Exercise materials:
- - - -
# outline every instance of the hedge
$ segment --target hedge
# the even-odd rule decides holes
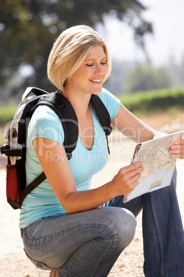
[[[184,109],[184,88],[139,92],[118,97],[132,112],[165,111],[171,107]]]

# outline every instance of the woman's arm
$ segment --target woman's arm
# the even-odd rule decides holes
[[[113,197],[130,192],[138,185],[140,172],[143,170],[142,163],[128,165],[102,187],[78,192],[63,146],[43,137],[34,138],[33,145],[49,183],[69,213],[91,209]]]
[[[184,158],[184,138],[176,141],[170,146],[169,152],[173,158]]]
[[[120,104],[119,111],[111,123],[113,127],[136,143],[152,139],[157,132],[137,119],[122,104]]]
- - - -
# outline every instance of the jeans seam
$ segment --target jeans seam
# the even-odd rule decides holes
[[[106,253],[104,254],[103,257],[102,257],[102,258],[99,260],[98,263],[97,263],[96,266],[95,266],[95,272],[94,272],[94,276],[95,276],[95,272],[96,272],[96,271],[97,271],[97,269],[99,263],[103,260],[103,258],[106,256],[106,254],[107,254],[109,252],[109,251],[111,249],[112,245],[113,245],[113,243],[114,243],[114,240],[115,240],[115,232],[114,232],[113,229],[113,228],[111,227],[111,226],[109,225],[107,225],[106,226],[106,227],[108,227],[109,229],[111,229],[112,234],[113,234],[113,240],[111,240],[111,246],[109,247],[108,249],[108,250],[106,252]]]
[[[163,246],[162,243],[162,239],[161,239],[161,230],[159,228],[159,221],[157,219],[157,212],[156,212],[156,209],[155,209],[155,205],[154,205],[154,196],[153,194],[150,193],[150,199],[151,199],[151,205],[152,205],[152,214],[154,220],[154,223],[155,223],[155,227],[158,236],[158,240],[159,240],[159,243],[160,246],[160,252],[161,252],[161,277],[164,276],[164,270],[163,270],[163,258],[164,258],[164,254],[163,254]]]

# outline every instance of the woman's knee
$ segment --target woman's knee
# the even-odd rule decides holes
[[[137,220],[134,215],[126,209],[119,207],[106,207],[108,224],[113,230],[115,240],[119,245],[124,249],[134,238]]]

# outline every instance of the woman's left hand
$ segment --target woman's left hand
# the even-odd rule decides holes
- - - -
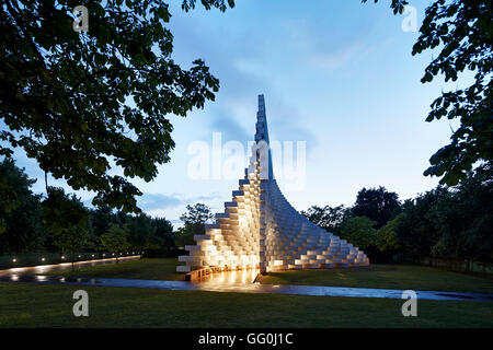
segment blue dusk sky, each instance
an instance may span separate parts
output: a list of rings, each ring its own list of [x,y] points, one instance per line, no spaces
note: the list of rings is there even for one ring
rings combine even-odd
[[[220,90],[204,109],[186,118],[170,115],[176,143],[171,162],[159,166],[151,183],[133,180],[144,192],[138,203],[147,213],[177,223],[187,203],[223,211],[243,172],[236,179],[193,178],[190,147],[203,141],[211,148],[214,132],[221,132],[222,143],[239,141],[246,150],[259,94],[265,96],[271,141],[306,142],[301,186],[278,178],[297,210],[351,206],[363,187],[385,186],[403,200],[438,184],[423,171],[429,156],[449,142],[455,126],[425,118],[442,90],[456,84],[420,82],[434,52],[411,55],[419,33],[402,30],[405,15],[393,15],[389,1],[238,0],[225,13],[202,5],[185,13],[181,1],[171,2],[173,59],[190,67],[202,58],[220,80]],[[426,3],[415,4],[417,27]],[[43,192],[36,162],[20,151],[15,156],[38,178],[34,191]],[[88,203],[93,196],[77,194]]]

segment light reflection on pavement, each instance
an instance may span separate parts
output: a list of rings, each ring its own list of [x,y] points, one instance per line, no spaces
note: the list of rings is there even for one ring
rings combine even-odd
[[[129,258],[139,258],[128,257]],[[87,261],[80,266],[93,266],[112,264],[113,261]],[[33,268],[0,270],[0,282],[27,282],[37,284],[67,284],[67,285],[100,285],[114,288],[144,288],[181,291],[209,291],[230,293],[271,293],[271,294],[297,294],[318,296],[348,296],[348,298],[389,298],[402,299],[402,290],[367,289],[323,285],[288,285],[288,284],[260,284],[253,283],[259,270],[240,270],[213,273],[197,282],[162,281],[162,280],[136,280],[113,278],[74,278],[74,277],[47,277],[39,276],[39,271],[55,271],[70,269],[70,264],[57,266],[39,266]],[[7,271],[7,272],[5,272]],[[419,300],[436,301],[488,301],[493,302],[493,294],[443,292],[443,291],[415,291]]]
- - - -
What you need to do: Tally the lines in the material above that contain the string "segment", with case counting, and give only the number.

Complete answer: 7